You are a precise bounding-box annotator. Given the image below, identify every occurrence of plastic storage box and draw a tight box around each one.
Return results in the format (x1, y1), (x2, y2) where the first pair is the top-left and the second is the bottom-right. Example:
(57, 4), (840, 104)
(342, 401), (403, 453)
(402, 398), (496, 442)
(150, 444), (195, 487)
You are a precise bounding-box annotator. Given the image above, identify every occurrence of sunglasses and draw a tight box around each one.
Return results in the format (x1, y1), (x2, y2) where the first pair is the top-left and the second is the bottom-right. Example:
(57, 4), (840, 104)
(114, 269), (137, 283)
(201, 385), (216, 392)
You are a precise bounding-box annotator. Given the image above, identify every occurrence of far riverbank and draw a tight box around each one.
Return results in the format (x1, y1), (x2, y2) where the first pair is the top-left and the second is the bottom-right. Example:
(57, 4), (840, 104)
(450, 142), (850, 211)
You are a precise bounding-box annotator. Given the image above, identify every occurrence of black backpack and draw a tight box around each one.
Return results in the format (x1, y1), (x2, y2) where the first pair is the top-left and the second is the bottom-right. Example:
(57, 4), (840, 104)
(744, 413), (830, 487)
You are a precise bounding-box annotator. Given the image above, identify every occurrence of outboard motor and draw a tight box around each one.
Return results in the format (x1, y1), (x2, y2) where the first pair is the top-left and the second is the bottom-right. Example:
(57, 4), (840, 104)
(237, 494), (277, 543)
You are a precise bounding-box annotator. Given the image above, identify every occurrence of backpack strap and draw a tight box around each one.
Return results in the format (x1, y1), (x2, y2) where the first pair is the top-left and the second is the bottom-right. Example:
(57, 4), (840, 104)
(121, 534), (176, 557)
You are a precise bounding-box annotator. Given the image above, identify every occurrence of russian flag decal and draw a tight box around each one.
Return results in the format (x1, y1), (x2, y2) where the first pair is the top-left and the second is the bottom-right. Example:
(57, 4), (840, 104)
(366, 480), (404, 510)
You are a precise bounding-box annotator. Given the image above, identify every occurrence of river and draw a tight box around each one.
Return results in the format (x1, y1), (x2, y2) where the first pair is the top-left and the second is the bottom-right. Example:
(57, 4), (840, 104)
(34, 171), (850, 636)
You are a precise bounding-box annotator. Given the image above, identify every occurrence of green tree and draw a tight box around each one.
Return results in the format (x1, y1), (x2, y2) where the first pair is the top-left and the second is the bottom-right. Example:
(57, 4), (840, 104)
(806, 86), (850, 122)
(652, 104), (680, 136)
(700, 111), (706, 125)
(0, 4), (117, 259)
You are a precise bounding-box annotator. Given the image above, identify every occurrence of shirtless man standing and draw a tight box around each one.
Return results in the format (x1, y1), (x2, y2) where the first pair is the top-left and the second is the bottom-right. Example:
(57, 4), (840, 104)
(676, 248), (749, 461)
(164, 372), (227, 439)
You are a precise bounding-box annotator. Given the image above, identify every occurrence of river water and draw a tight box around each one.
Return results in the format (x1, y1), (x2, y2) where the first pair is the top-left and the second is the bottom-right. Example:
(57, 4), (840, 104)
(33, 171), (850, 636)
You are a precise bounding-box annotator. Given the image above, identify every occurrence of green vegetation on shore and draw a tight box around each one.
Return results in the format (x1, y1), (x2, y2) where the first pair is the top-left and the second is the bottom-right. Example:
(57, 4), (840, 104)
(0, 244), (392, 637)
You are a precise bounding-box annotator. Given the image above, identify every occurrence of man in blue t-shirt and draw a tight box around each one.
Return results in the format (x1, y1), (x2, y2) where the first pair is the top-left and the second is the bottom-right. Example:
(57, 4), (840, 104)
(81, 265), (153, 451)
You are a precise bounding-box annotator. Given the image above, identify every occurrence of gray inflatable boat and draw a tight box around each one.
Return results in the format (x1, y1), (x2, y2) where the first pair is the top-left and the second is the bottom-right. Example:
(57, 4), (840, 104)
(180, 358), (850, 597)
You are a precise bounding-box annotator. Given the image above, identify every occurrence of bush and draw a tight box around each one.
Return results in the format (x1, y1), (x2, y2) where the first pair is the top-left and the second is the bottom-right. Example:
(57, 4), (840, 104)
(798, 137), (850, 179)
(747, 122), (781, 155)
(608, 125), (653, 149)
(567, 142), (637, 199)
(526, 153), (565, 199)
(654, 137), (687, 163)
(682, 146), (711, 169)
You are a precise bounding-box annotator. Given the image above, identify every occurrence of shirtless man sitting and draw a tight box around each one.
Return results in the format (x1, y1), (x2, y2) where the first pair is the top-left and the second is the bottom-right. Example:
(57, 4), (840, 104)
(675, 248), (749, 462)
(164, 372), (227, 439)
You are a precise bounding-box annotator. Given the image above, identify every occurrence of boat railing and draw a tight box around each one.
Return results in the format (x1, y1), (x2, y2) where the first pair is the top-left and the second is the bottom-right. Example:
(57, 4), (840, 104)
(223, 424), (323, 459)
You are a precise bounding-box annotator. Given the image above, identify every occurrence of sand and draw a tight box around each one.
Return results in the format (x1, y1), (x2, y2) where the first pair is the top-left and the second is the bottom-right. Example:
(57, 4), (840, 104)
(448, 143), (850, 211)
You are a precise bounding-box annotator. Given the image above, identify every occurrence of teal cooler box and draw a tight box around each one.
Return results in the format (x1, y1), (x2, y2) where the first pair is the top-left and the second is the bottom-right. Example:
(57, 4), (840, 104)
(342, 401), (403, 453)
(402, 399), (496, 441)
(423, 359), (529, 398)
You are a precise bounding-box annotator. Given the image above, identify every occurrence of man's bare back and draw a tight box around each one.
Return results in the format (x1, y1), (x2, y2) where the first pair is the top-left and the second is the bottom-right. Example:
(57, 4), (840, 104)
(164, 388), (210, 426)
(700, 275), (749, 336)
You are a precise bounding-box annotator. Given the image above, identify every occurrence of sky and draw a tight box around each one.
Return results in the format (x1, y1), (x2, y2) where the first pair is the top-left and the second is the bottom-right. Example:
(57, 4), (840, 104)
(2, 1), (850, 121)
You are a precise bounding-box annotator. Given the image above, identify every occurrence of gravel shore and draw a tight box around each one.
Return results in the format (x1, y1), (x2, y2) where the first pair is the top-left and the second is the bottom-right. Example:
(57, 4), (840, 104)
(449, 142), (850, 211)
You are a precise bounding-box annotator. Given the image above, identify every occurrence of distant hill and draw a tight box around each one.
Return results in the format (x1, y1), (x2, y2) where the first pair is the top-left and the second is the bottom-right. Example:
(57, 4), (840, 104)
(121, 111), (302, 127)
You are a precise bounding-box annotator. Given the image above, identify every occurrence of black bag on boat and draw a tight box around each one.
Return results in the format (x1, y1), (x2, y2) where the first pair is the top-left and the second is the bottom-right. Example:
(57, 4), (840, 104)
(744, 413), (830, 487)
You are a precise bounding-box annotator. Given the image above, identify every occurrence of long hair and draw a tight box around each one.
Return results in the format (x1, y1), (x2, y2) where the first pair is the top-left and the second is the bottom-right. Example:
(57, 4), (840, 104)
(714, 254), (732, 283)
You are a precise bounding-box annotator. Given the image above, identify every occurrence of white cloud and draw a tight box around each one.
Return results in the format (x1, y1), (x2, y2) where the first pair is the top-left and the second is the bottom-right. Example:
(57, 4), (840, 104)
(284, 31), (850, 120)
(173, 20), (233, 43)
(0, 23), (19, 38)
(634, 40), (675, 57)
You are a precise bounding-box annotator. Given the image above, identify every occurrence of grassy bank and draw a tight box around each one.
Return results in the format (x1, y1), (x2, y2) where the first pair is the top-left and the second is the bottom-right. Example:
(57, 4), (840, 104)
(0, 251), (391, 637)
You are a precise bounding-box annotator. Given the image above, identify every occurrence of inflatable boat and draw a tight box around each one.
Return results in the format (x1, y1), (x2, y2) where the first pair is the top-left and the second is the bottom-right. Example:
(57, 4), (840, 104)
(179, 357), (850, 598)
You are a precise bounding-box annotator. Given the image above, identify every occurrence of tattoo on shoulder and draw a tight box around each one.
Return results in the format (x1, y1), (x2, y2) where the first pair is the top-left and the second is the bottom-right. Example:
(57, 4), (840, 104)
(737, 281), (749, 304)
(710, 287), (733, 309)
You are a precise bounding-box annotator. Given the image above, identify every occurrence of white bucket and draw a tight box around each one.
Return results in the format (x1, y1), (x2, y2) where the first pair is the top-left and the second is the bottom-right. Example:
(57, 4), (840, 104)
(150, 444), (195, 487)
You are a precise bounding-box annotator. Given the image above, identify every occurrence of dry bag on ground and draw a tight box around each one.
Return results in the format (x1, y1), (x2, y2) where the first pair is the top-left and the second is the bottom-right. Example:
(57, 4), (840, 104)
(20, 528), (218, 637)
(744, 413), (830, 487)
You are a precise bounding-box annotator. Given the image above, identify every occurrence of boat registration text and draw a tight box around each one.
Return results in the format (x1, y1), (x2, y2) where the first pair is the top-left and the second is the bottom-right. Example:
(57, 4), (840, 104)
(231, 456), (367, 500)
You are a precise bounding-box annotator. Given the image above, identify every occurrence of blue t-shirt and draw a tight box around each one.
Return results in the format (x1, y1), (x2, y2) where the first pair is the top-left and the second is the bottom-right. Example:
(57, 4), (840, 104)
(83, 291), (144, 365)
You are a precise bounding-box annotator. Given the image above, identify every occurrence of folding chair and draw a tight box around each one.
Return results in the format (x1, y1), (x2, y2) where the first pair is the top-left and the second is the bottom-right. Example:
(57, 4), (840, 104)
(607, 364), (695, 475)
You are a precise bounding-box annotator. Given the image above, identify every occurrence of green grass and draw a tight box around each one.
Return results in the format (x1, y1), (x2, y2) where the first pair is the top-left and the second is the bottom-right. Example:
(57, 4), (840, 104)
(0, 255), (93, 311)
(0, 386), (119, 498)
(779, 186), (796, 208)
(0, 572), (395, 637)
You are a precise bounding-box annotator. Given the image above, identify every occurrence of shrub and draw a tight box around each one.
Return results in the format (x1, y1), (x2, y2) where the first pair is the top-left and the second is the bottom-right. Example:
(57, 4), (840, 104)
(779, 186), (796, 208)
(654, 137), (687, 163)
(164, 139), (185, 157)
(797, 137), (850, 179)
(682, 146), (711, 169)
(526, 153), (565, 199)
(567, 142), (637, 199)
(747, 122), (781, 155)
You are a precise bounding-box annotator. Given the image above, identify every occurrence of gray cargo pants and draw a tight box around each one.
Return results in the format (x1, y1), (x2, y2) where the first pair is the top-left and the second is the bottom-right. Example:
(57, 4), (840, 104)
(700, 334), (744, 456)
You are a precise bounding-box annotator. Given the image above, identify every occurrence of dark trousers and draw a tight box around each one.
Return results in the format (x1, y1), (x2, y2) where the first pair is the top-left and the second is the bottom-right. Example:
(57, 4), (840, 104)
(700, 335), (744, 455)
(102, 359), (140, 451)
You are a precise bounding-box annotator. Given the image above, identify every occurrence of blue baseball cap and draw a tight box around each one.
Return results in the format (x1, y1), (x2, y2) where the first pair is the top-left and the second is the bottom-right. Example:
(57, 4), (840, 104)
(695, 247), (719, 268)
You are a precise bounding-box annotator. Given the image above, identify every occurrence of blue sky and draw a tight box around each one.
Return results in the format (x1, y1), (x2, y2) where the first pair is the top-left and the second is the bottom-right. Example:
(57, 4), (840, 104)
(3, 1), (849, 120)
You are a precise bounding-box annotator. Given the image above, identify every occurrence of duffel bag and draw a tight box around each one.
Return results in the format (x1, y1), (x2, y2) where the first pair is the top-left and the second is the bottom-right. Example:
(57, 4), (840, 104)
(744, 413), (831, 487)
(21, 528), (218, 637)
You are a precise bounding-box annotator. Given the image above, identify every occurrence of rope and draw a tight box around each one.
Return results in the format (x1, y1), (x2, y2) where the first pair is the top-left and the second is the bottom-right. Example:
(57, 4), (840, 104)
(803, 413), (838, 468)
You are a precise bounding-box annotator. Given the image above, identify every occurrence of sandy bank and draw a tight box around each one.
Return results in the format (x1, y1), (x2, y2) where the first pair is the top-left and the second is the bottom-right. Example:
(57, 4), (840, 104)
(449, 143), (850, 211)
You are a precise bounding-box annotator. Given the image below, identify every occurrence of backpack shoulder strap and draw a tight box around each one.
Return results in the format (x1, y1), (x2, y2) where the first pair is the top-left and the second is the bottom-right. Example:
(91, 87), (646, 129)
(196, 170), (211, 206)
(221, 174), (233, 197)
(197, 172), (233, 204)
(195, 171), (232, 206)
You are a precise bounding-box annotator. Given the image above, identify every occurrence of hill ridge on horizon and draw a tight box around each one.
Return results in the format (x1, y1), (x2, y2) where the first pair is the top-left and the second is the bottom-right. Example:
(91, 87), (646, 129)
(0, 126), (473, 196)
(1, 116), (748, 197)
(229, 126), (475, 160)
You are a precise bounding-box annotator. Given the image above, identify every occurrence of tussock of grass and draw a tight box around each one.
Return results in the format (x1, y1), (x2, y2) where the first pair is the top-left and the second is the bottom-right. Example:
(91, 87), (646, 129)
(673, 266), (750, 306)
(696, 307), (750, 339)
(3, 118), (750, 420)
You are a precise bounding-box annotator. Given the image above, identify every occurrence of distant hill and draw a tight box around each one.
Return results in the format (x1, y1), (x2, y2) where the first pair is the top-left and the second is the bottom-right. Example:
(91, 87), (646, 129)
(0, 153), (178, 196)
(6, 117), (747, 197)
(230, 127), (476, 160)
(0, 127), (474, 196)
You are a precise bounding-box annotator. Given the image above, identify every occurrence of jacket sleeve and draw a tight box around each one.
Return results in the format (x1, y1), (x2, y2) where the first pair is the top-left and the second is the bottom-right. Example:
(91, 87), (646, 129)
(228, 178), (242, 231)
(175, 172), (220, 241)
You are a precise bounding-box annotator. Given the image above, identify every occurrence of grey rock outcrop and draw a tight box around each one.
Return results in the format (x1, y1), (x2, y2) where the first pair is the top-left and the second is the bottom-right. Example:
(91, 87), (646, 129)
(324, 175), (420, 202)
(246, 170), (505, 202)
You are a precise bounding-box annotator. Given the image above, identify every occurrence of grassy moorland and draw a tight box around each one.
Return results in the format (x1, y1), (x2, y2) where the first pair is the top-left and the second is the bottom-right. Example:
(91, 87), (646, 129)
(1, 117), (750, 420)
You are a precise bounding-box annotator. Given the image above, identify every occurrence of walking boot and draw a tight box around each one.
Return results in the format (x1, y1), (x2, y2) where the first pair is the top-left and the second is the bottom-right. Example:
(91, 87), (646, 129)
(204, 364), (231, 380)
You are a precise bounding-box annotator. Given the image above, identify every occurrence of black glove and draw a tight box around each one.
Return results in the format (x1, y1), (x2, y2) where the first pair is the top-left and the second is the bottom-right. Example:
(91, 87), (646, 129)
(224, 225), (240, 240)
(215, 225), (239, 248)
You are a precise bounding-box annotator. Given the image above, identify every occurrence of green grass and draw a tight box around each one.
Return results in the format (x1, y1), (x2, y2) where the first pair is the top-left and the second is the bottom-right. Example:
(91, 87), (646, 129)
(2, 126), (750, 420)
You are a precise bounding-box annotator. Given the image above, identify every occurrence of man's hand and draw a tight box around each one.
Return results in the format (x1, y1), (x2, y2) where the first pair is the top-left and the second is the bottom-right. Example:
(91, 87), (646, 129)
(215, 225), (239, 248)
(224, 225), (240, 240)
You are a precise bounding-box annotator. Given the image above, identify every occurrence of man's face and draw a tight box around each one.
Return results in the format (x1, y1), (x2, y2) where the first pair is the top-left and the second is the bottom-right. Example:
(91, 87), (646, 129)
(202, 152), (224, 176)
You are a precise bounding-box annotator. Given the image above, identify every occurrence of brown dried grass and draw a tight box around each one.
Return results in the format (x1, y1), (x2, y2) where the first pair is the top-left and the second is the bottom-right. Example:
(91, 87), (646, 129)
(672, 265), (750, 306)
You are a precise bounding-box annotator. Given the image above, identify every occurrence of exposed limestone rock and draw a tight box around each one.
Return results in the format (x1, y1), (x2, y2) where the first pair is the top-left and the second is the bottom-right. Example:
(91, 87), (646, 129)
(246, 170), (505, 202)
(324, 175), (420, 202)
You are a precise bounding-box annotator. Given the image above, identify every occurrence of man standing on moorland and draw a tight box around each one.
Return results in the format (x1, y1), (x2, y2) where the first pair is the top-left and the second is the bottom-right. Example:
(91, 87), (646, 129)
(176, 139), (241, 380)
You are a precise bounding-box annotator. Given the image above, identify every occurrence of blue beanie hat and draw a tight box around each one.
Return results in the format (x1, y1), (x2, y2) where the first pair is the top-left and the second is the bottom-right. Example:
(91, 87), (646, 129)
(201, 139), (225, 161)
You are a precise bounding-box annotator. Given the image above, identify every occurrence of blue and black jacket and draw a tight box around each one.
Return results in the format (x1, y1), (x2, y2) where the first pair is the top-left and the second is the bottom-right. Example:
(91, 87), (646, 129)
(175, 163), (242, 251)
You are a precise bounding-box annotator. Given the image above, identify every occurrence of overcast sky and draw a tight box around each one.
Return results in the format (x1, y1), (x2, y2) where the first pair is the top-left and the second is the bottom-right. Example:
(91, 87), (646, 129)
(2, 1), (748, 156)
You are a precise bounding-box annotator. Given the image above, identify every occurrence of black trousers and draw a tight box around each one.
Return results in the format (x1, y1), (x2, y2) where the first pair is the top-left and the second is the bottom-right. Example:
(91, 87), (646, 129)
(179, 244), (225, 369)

§ ASSIGNMENT
Each line with the string "shirtless" counts once; report how many such lines the material has, as a bare number.

§ RESPONSE AREA
2